* _Directions for this task_
Write out the records below again, replacing "put a dot on each instance" with "mark every instance" everywhere it appears and keeping everything else the same.

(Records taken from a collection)

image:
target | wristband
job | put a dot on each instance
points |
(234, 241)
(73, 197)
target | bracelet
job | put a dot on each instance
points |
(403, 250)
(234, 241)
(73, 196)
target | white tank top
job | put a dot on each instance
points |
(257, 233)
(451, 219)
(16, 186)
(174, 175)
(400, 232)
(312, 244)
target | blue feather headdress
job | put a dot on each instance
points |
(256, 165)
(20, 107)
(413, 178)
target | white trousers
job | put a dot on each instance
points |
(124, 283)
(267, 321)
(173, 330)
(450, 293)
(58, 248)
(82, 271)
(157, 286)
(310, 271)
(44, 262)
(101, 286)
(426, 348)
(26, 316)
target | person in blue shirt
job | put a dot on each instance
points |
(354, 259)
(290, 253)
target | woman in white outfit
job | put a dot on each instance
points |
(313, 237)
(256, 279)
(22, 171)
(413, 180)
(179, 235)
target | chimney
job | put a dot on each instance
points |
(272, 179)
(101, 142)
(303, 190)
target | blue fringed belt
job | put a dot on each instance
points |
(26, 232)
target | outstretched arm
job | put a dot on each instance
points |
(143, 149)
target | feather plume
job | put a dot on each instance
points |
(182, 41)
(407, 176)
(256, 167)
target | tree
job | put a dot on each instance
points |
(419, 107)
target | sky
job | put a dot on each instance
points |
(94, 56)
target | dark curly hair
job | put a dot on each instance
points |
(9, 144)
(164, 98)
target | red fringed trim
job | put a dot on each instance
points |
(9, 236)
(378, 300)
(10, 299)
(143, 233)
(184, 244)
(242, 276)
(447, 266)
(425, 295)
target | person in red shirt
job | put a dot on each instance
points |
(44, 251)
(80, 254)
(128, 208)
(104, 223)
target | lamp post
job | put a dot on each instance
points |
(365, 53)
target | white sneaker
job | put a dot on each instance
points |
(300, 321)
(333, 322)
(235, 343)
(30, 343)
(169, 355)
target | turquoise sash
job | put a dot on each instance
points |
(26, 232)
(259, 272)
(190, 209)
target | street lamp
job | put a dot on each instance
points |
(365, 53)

* _Task response_
image:
target | wristband
job | mark every instance
points |
(234, 241)
(73, 197)
target | bracelet
job | mark every instance
points |
(403, 250)
(234, 241)
(73, 196)
target | white tank top
job | mark every instance
points |
(257, 233)
(451, 219)
(16, 186)
(174, 175)
(400, 232)
(312, 244)
target | blue feather headdress
job | mark every instance
points |
(256, 165)
(20, 107)
(413, 178)
target | white trousers
job | mark every instance
points |
(124, 283)
(267, 321)
(173, 330)
(450, 293)
(58, 248)
(82, 271)
(157, 286)
(310, 271)
(44, 262)
(101, 286)
(426, 348)
(26, 316)
target | person in blue shirt
job | mark every instance
points |
(354, 259)
(290, 253)
target | woman in white outfit
job | mark every instance
points |
(313, 237)
(256, 279)
(22, 171)
(413, 180)
(179, 235)
target | chimney
job | mark every instance
points |
(272, 179)
(101, 142)
(303, 190)
target | blue fringed belt
job | mark every instance
points |
(26, 232)
target | outstretched arm
job | mark every instance
points |
(143, 149)
target | feather plume
job | mark every instance
points |
(182, 41)
(407, 176)
(256, 167)
target | tree
job | mark every instance
points |
(419, 107)
target | sky
job | mark every instance
points |
(94, 56)
target | dark curly hair
job | mark every instance
points |
(9, 144)
(164, 98)
target | red fringed trim
job | mark every instance
points |
(9, 236)
(378, 300)
(10, 299)
(143, 233)
(184, 244)
(242, 276)
(447, 266)
(425, 295)
target | person in red shirt
job | mark every instance
points |
(44, 251)
(80, 254)
(128, 208)
(104, 223)
target | lamp post
job | mark every instance
points |
(365, 53)
target | white sneaker
job | mark every instance
points |
(300, 321)
(333, 322)
(235, 343)
(30, 343)
(169, 355)
target | turquoise sash
job | mark every instance
points |
(26, 232)
(259, 272)
(190, 209)
target | street lamp
job | mark every instance
points |
(365, 53)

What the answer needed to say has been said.